Outline annotation records:
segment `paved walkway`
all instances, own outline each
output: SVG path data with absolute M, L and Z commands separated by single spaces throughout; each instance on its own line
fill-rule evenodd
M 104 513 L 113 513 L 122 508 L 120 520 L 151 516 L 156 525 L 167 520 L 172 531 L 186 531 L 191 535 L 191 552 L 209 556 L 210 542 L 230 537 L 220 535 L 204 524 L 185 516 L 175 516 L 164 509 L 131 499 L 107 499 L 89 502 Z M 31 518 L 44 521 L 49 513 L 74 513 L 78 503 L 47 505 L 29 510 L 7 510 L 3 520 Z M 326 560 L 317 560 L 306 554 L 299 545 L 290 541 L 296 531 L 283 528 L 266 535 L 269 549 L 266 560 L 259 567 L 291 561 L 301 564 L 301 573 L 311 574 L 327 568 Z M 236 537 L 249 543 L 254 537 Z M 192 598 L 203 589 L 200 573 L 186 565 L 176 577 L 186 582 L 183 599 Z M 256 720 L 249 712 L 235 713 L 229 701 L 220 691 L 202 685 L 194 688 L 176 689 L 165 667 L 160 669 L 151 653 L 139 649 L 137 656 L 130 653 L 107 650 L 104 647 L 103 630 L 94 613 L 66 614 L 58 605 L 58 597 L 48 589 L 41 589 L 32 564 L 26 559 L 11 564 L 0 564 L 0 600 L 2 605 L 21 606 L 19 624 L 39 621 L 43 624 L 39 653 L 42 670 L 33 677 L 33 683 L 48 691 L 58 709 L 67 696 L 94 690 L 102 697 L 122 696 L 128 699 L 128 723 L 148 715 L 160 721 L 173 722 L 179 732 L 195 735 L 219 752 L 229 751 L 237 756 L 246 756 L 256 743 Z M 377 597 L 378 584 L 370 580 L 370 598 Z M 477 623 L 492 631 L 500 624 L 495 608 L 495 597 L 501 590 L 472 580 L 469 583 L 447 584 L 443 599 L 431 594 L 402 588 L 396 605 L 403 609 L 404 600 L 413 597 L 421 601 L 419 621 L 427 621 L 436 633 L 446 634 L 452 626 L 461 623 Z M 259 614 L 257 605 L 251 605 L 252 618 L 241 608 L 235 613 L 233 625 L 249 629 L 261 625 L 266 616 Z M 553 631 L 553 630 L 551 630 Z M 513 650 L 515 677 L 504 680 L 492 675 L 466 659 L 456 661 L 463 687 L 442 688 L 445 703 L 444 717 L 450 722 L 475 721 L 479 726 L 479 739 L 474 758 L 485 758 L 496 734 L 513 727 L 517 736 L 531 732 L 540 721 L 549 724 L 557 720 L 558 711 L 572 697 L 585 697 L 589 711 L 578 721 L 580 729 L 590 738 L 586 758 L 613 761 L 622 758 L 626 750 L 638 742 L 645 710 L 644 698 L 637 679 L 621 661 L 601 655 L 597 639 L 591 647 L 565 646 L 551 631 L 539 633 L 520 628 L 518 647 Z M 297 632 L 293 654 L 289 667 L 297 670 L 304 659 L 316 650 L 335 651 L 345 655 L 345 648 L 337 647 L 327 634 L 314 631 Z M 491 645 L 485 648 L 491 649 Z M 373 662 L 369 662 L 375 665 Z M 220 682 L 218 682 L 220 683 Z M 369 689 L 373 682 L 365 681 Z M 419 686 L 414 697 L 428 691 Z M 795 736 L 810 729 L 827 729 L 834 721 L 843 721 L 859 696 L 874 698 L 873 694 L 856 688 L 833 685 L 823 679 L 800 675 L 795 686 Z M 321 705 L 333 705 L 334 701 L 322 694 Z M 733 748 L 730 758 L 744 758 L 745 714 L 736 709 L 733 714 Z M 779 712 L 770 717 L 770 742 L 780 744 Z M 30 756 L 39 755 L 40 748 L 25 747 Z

Exercise: State only the number of lines in the data above that contain the string "each", treating uppercase and lowercase letters as different.

Full response: 2